## Prompt
Please write out the complete listing that follows, exactly as it reads.

_____

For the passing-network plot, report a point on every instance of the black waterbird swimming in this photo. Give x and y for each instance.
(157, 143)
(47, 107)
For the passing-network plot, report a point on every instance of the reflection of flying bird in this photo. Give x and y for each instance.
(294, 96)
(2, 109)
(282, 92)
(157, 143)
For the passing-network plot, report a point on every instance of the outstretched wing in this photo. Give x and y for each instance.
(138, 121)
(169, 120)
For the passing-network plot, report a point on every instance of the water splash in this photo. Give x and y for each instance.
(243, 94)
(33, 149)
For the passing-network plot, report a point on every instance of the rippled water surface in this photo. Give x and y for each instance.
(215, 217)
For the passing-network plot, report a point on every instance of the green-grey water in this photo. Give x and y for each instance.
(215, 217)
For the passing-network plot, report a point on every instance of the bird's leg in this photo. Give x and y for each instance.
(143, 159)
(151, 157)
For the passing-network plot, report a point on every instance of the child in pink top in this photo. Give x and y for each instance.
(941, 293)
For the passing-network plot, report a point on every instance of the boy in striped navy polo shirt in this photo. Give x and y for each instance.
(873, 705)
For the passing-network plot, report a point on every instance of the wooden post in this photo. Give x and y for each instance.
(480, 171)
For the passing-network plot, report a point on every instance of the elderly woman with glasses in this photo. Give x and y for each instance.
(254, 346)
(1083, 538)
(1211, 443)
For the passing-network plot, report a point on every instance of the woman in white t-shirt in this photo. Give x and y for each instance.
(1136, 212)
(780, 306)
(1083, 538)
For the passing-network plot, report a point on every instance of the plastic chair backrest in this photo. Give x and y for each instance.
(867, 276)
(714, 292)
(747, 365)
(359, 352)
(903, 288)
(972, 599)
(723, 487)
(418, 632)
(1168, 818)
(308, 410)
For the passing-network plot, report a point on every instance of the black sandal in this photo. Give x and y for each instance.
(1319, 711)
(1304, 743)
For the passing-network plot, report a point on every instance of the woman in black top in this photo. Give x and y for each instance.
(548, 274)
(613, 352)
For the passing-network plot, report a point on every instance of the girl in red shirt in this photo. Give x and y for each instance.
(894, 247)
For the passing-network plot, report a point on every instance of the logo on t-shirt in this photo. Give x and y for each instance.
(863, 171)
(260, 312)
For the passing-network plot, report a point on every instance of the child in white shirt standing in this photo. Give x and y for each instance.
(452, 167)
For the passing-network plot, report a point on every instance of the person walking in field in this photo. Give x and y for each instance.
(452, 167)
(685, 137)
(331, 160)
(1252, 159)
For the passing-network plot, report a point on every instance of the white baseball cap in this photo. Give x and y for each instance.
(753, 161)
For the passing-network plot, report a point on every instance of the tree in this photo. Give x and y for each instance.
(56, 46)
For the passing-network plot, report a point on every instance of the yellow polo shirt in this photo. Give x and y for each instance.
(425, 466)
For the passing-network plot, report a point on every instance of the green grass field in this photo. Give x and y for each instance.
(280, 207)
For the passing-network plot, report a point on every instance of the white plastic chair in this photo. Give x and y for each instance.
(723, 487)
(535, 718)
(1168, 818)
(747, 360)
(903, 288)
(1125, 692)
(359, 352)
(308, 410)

_____

## Exercise result
For the passing-network plot, report a point on every instance of the black waterbird swimming in this photo. Give x and y for each instance.
(157, 143)
(47, 107)
For the passing-network plot, report a point on every instance of the reflection of flying bird in this photo. Give x and y for each instance.
(294, 96)
(2, 109)
(282, 92)
(157, 143)
For the passing-network plot, report a point on every instance of the outstretched wing in this photo. Give x and y for each instance.
(138, 121)
(169, 120)
For the passing-network plot, report a point on every instance of the water splash in this photo. Give x and y for each instance.
(243, 94)
(33, 149)
For the passing-network plot, report a point on every instance of the rippled water surface in this photo. Give x and y for each instance.
(215, 217)
For the passing-network plot, report a point on every instance of the green-grey water in this photo. Give x and y for each instance.
(215, 217)
For the passing-network plot, report a point on every instance of the bird's leg in this photo. Give x and y for each instance.
(143, 159)
(151, 157)
For the passing-network plot, report a point on every instance of the child in pink top in this photo. Give x and y for each instance.
(941, 293)
For the passing-network plot, report a point on every instance of the boy in striped navy polo shirt in this photo. Give x and y for each instance.
(873, 705)
For the passing-network plot, report a point on every instance of the wooden post in this photo. Give x and y for each instance.
(480, 171)
For the passing-network plot, report a point on every instance of the elderly woman with glasses in this photo. Give x and y for each instance.
(254, 346)
(1083, 538)
(1211, 443)
For the passing-network plot, report a point on every instance of the woman in white t-shirt in this photo. Give x and y for each instance.
(1136, 212)
(780, 306)
(1083, 538)
For the passing-network plot, report a point on every instance of the plastic chair backrest in this photo. Give x and y for each instance.
(867, 276)
(714, 292)
(747, 365)
(359, 352)
(903, 288)
(972, 599)
(723, 487)
(418, 632)
(1168, 818)
(308, 410)
For the passing-network plot, report a point on every instance of the black sandal in this photo. Give x and y for each instance.
(1319, 711)
(1304, 743)
For the passing-network plot, report a point on every instance of the woman in black top in this photo. Give x and y for each instance.
(548, 274)
(613, 352)
For the passing-network plot, report a point on every instance of the girl in red shirt in this photo. Give x and y for each instance.
(894, 247)
For the passing-network plot, report a point on every instance of the logo on t-shirt in this photo. Give x and y for each instance.
(863, 171)
(260, 312)
For the passing-network plot, report a point on every instance of the child in white shirt standing in this photo. Give x and y for each instance.
(452, 167)
For the passing-network plot, report a point on every instance of the person walking in field in this photo. Give x and y for each instance.
(452, 167)
(685, 137)
(331, 160)
(1252, 159)
For the passing-network plot, report a point on every instance of the white baseball cap in this photo. Give x and y for each instance.
(753, 161)
For the passing-network plot, report a point on every instance of the tree in this photo. Give x and y for each instance.
(56, 46)
For the passing-network plot, report a point on every instance of the yellow polo shirt in this photo. Give x and y for each instance.
(425, 466)
For the passing-network plot, report a point on every instance of the green grass field in this photo. Give x and y for each instance.
(280, 207)
For the passing-network plot, report a point on every instance of the white plastic chair in this photo. Give x and y for each instance.
(723, 487)
(535, 718)
(1168, 818)
(747, 360)
(903, 288)
(1125, 692)
(359, 352)
(308, 410)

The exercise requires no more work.